**GOAL A:**
Copy out the entries, repeating everything from the line containing "Point to one spot on every instance of the jumpman" down to the line containing "[(220, 120)]", with both of those lines included.
Begin PASSAGE GIVEN
Dagestanis are inclined to associate all Chechen people with Chechen leaders like Maskhadov, Basaev, and Raduyev. Such attitudes are given further credence by stories narrated by former hostages, freed from Chechen captivity. There are hundreds of former hostages in Dagestan and the majority of them claim many Chechens are members of criminal groups and there is no way to separate "bad" from "good".


As a result pro-Russian opinion in Dagestan has been strengthened. Despite the existence in Russia of prejudice against Dagestanis together with all Caucasian peoples, Dagestanis have opted for Russian "imperialism" rather than Chechen "imperialism".


Chechens make up the largest ethnic group in the Northern Caucasus and have never concealed their aspirations to dominate in the region. Shamil Basaev could be considered an exponent of Chechen imperialism. He declared his mission to unify all the Northern Caucasus republics and to create one Islamic state with Ichkeria playing a central role.
End PASSAGE GIVEN
Begin RECORDS SUPPLIED
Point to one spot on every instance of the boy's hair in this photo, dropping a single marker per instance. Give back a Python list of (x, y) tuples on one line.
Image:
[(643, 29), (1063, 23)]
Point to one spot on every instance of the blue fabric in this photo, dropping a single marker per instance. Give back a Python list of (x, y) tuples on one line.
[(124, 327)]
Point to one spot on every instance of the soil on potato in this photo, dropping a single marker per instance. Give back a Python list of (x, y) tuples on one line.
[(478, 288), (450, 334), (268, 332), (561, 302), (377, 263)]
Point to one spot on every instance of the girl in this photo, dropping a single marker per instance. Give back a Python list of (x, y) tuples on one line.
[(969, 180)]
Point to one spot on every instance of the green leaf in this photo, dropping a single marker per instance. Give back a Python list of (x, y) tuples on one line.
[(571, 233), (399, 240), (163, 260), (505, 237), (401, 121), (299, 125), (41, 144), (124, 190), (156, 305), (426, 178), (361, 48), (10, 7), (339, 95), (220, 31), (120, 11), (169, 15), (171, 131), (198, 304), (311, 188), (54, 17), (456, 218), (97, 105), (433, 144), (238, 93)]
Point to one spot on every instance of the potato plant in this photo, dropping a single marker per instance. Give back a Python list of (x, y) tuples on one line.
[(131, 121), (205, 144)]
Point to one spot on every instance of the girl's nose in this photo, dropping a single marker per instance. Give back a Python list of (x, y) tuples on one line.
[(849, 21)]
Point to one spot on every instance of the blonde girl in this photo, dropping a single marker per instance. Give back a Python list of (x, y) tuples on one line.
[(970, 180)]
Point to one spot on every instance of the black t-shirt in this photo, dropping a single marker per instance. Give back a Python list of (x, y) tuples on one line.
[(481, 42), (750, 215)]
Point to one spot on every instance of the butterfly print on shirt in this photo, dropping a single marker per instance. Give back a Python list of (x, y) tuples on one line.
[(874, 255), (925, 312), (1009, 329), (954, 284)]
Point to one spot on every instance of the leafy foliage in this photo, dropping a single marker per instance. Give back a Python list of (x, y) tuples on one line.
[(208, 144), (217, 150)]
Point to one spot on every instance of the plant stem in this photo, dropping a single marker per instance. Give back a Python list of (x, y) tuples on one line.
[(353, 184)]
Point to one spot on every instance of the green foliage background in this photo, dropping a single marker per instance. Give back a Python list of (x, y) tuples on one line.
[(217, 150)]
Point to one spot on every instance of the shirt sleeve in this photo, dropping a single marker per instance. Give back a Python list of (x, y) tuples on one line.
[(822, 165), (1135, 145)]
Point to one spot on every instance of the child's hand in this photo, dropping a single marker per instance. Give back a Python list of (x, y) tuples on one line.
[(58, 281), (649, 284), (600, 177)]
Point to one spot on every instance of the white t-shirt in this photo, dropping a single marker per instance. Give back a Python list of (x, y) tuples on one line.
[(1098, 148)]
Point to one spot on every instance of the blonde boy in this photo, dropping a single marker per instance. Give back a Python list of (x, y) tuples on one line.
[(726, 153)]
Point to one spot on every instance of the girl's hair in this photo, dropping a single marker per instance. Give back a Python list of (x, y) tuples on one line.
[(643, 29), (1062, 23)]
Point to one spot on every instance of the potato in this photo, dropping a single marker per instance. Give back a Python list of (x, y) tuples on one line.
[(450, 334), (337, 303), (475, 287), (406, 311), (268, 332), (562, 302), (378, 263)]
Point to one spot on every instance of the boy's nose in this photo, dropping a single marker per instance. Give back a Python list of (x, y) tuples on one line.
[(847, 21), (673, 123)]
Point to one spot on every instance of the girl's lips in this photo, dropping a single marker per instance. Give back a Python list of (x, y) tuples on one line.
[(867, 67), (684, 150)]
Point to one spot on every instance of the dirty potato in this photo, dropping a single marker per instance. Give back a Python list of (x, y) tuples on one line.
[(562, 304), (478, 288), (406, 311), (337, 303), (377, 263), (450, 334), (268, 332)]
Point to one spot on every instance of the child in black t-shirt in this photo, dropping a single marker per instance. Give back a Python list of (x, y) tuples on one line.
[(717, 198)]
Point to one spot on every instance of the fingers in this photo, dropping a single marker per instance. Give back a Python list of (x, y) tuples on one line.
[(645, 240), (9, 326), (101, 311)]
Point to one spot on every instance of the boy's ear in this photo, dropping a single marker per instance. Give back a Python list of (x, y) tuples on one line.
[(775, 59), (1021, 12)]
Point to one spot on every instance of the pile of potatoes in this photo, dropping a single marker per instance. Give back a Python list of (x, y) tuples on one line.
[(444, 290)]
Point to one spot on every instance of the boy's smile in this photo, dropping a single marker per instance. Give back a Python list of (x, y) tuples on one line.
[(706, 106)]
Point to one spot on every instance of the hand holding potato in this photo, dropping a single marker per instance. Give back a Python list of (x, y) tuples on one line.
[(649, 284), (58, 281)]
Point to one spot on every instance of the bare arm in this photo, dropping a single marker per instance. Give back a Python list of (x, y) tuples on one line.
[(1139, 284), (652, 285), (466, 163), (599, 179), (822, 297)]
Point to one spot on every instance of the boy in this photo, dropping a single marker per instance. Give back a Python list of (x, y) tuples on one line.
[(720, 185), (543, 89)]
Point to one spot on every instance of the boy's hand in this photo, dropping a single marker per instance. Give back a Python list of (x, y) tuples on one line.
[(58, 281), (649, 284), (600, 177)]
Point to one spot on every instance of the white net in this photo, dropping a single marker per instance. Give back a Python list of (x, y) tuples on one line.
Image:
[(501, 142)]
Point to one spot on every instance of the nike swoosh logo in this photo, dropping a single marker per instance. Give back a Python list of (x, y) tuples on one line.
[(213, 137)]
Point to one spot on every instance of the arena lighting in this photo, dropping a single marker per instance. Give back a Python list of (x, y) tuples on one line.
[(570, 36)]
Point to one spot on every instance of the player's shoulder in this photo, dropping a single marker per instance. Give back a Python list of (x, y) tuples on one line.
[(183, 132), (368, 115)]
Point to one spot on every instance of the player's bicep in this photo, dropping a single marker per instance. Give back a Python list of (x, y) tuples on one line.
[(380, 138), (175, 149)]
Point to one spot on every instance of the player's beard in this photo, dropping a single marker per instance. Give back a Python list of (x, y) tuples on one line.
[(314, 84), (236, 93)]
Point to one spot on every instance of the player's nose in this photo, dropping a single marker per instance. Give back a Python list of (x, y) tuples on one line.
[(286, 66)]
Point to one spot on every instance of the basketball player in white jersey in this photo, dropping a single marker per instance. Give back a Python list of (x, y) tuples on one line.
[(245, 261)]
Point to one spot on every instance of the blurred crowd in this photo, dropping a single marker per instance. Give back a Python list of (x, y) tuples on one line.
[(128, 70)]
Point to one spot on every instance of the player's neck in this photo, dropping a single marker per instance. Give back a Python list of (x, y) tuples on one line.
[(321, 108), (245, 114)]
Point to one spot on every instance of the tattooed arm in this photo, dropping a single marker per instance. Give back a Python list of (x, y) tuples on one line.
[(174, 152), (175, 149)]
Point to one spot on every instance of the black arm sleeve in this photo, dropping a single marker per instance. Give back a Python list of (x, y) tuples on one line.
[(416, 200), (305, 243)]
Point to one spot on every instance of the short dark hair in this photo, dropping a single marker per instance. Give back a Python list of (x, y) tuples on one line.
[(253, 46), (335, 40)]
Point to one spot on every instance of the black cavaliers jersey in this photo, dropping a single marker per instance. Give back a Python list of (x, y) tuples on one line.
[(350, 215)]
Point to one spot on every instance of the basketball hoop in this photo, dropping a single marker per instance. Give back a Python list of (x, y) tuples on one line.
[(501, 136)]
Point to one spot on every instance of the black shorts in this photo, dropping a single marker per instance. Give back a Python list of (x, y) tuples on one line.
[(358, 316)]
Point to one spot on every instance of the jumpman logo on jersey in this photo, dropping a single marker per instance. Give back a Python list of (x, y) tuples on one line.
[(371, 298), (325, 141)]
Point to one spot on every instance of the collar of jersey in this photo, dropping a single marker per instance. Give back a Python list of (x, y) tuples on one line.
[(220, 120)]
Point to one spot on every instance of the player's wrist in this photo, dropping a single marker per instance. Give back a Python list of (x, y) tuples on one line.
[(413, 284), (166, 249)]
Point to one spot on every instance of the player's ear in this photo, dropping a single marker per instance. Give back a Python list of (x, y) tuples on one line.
End RECORDS SUPPLIED
**GOAL B:**
Rewrite the passage on Chechens and Dagestan from "Chechens make up" down to "a central role.", changing "largest" to "biggest".

**FINAL ANSWER A:**
Point to one spot on every instance of the jumpman logo on jersey in this photo, dropping a single marker per instance. Give back a Python list of (x, y) tuples on one line.
[(371, 298), (325, 141)]
Point to one spot on every instance of the collar of jersey in this photo, dropping a single marker per instance. Give back a Python list of (x, y) tuples on one line.
[(220, 120)]

**FINAL ANSWER B:**
Chechens make up the biggest ethnic group in the Northern Caucasus and have never concealed their aspirations to dominate in the region. Shamil Basaev could be considered an exponent of Chechen imperialism. He declared his mission to unify all the Northern Caucasus republics and to create one Islamic state with Ichkeria playing a central role.